Your instructions: Please output the listing below character for character and omit the images.

Source material START

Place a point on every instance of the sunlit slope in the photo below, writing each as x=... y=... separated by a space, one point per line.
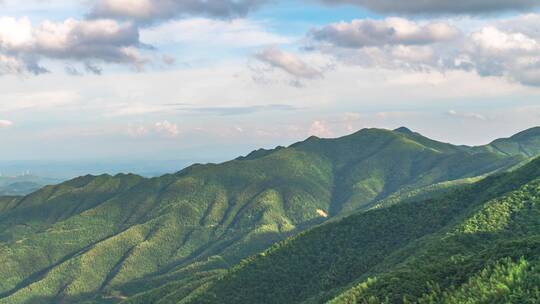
x=480 y=243
x=110 y=238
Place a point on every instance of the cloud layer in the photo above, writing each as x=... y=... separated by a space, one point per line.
x=22 y=45
x=423 y=7
x=391 y=31
x=506 y=48
x=156 y=10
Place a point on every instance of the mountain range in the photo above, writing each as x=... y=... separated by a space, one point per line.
x=376 y=216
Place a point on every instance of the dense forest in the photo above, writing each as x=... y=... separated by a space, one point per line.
x=377 y=216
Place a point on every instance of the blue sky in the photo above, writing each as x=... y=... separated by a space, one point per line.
x=162 y=79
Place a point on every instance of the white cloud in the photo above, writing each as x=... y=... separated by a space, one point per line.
x=320 y=129
x=390 y=31
x=155 y=10
x=508 y=48
x=38 y=100
x=5 y=123
x=468 y=115
x=288 y=62
x=212 y=32
x=422 y=7
x=22 y=45
x=166 y=128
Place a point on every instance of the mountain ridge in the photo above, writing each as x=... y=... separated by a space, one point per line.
x=104 y=238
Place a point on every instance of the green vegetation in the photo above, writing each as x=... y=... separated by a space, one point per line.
x=479 y=242
x=23 y=185
x=188 y=237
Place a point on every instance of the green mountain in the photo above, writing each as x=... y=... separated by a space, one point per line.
x=23 y=185
x=478 y=244
x=108 y=239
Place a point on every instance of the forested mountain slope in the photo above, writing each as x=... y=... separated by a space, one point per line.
x=113 y=238
x=478 y=244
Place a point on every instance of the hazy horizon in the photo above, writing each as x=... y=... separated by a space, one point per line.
x=99 y=80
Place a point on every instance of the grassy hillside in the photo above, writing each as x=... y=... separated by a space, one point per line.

Source material END

Solved problem:
Place a point on every instance of the sunlit slope in the photo below, writing each as x=... y=... separated by a space, one point per line.
x=480 y=243
x=110 y=238
Place a point on every instance of the cloud layer in the photo above, writing each as x=... y=... separated by a space, one point per line.
x=22 y=45
x=423 y=7
x=391 y=31
x=506 y=48
x=156 y=10
Place a point on every instance of the mountain range in the photo above, writing each as x=... y=... separated by a space, one point per line.
x=376 y=216
Place a point on every instance of the dense forest in the photo above, writing each as x=... y=... separated by a space, one point per line.
x=377 y=216
Place a point on every instance of the blue sky in the photo above, writing each as x=... y=... separated by a space, one point per line.
x=162 y=79
Place a point on every instance of the white cloud in the photo above, writing each as x=... y=... separated by a space, one point per line.
x=320 y=129
x=390 y=31
x=155 y=10
x=508 y=48
x=38 y=100
x=5 y=123
x=468 y=115
x=288 y=62
x=212 y=32
x=422 y=7
x=22 y=45
x=166 y=128
Place a point on every instance of the mountain ridge in the photo above, writing each as x=... y=... separated by a space, one point per line.
x=104 y=238
Place a point on every instance of the green vegetation in the photo above, writing each as x=... y=... separated by a space, one point per line.
x=479 y=242
x=23 y=185
x=188 y=237
Place a point on every instance of the green mountain in the photo above, writing each as x=... y=... separated by a space, one point per line.
x=23 y=185
x=478 y=244
x=108 y=239
Place a point on every instance of the forested mountain slope in the photo above, writing each as x=... y=... separated by a space, one point per line.
x=113 y=238
x=478 y=244
Place a point on every instance of the hazy horizon in the photo above, writing each as x=... y=... separated by a space, one point per line.
x=99 y=80
Place a point on every instance of the grassy hillside in the photo above, writing each as x=... y=... separated by a space, one point per line.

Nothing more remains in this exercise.